Stored data entries:
_ _ _ _ _ _ _

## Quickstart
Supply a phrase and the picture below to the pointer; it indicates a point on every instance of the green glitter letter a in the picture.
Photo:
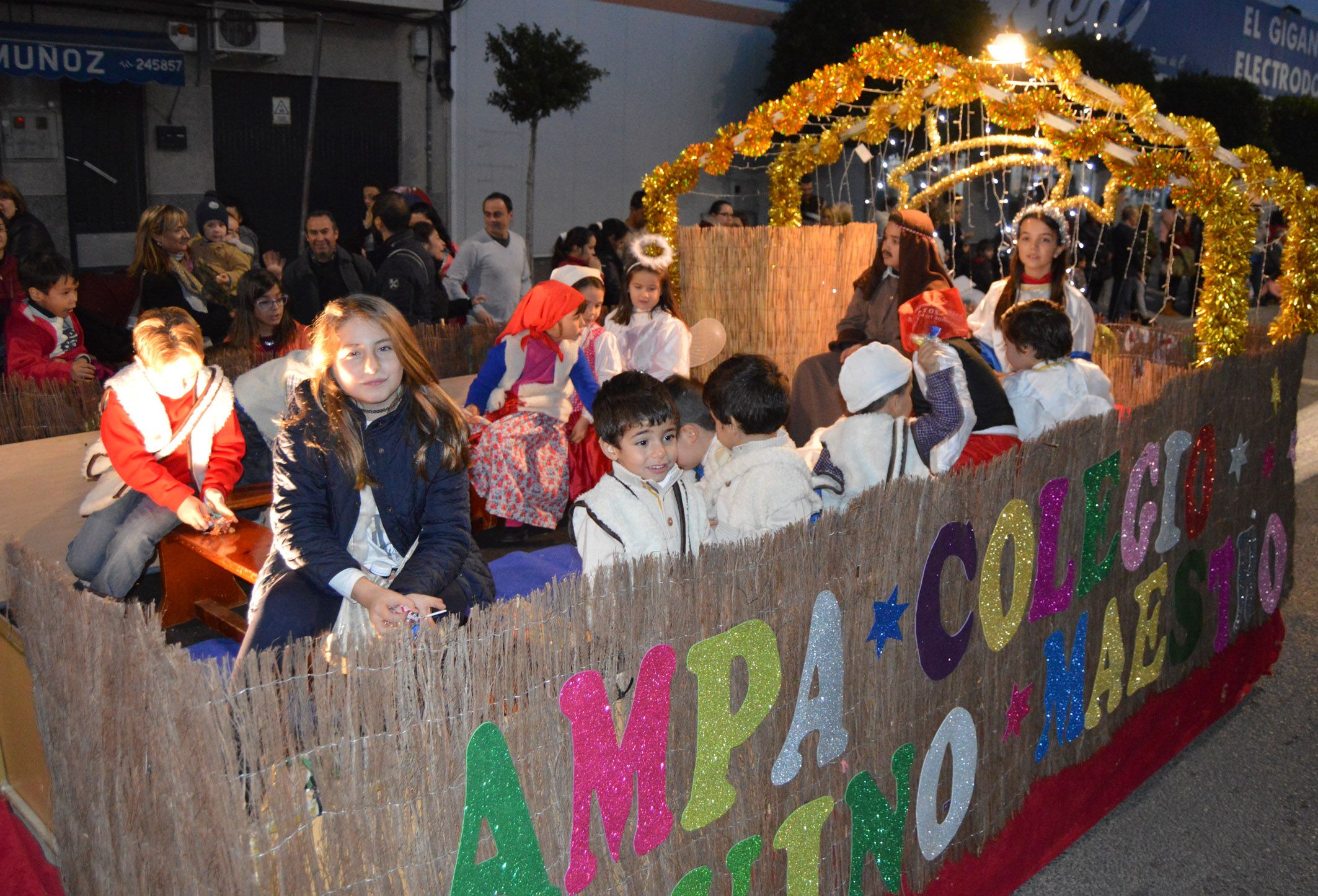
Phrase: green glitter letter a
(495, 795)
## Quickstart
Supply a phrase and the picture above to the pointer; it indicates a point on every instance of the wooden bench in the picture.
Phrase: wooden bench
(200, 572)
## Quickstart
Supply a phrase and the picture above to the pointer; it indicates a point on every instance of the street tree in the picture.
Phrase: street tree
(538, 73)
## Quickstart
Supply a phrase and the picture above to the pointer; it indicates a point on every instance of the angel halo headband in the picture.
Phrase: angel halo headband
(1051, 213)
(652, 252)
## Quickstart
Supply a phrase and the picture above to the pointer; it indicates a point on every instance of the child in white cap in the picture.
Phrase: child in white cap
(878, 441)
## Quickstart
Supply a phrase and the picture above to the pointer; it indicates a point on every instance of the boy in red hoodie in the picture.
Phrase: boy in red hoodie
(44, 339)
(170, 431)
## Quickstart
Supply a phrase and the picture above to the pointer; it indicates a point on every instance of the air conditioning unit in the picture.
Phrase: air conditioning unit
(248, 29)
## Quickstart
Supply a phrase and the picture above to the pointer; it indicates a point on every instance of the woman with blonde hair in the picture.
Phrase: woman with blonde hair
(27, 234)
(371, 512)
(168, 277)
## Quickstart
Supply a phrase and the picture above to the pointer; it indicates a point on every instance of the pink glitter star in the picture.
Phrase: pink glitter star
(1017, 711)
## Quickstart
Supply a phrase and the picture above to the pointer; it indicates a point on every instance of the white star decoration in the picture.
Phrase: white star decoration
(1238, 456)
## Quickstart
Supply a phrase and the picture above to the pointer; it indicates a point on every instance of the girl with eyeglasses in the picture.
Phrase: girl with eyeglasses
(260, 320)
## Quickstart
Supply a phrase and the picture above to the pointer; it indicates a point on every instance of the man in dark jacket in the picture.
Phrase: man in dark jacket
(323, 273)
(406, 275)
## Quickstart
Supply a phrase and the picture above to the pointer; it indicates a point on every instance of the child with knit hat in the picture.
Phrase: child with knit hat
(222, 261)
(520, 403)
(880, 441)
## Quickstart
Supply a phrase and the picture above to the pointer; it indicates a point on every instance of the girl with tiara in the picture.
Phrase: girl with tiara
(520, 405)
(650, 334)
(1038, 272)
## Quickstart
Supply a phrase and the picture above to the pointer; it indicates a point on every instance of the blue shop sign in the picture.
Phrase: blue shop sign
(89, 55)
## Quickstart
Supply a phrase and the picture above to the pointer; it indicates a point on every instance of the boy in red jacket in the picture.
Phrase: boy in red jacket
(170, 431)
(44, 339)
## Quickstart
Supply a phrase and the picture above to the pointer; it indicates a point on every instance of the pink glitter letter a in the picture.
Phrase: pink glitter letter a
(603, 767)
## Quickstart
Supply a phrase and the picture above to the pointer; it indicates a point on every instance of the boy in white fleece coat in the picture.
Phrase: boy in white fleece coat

_ _ _ _ _ _ _

» TRY IT:
Leaving all pictures aside, quote each record exactly.

» WORKED SOLUTION:
## Quickstart
Supply a phrase and the picture below to the pointer; it indicates a point on every instance of the green glitter letter a in the picture.
Photo:
Phrase: green glitter letter a
(495, 795)
## Quickstart
Supply a phrase and the picture above to the pointer; it indicates a point on every instance of the wooden bench in the picture.
Phrase: wooden bench
(200, 572)
## Quickstart
Supply a phrase and the picture above to the pointer; it indicates a point on every instance of the street tree in the picture.
Phrase: street tree
(538, 73)
## Quickstart
Supply a phrase and the picture above to the pointer; it indicates a point on every instance of the angel halo headband in the picture.
Phrase: angel halo headband
(1051, 213)
(652, 252)
## Quickstart
Supply a phrase and the picture above to the pointer; it indicates a point on every instance of the child in white cap in the picture.
Phrase: child in white cap
(878, 441)
## Quickstart
Supply a phrase and the picture above to the pointer; it indicates a point on every instance of the boy in red hoodie in the picture.
Phrase: boy in red hoodie
(44, 339)
(170, 431)
## Quickstart
Supply a phrase and the picture above to the pointer; it indicates a point on every instance of the air conditioning unit in the picture.
Phrase: air conditioning unit
(248, 29)
## Quickstart
Supply a phrase and the picture above to the pointer; it indicates a point on every instance of the woman with blonde hair in the picture.
Phrase: woman with blonde hair
(27, 234)
(371, 512)
(168, 277)
## Quickstart
Supply a phrase and the picture above to the pointer; it indicates a point on every instance of the pink glitter star in the picture.
Phrase: pink glitter star
(1017, 711)
## Quickstart
Supply a phrase and the picture above to the pointer; it indicates a point on every instance of the white star decoration in the picture.
Phrase: white star decoration
(1238, 456)
## Quickstart
Supply a phrase and the picture above to the pointer; it indicates a point on every instance of the girl with eyeglasses in the picture.
Phrase: girl with eyeglasses
(260, 320)
## Quickstart
Supply a phrase and the picture above to the pointer; it indicates a point on every instance of the man in dark jacket in the picture.
Phrase: man in dark jacket
(323, 273)
(406, 275)
## Quickstart
Supply a phrase and the picture above to the pointer; it indicates a point on every instance of the child with knit hat in the picture.
Phrase: child with knit hat
(222, 261)
(520, 403)
(880, 441)
## Quickstart
Supply a phrase and the picture above to the pointer; it indicates a point on every instance of the girl with tiara in the picture.
Phrase: girl with tiara
(520, 405)
(650, 334)
(1038, 272)
## Quickstart
Supply a phrase and the picture above to the pointer; it indicates a point on every instance of the blue shop sign in the picture.
Phrase: blue shop sign
(89, 55)
## Quickstart
Supply a phrase and the picture above to the pointer; it indicates a point on every instance of the boy in red jacket in the picture.
Phrase: boy in red jacket
(170, 431)
(44, 339)
## Quickstart
Supply a phrase and the picture above to the pointer; it indicates a point on every instance of the pink glitter letter a in the picture.
Phrase: pink glitter letter a
(603, 767)
## Quickstart
Supply a phrase and the picture above to the pointer; it indicates a point on every instance of the boy in white fleece coat in the picture.
Phrase: boy in white fleece coat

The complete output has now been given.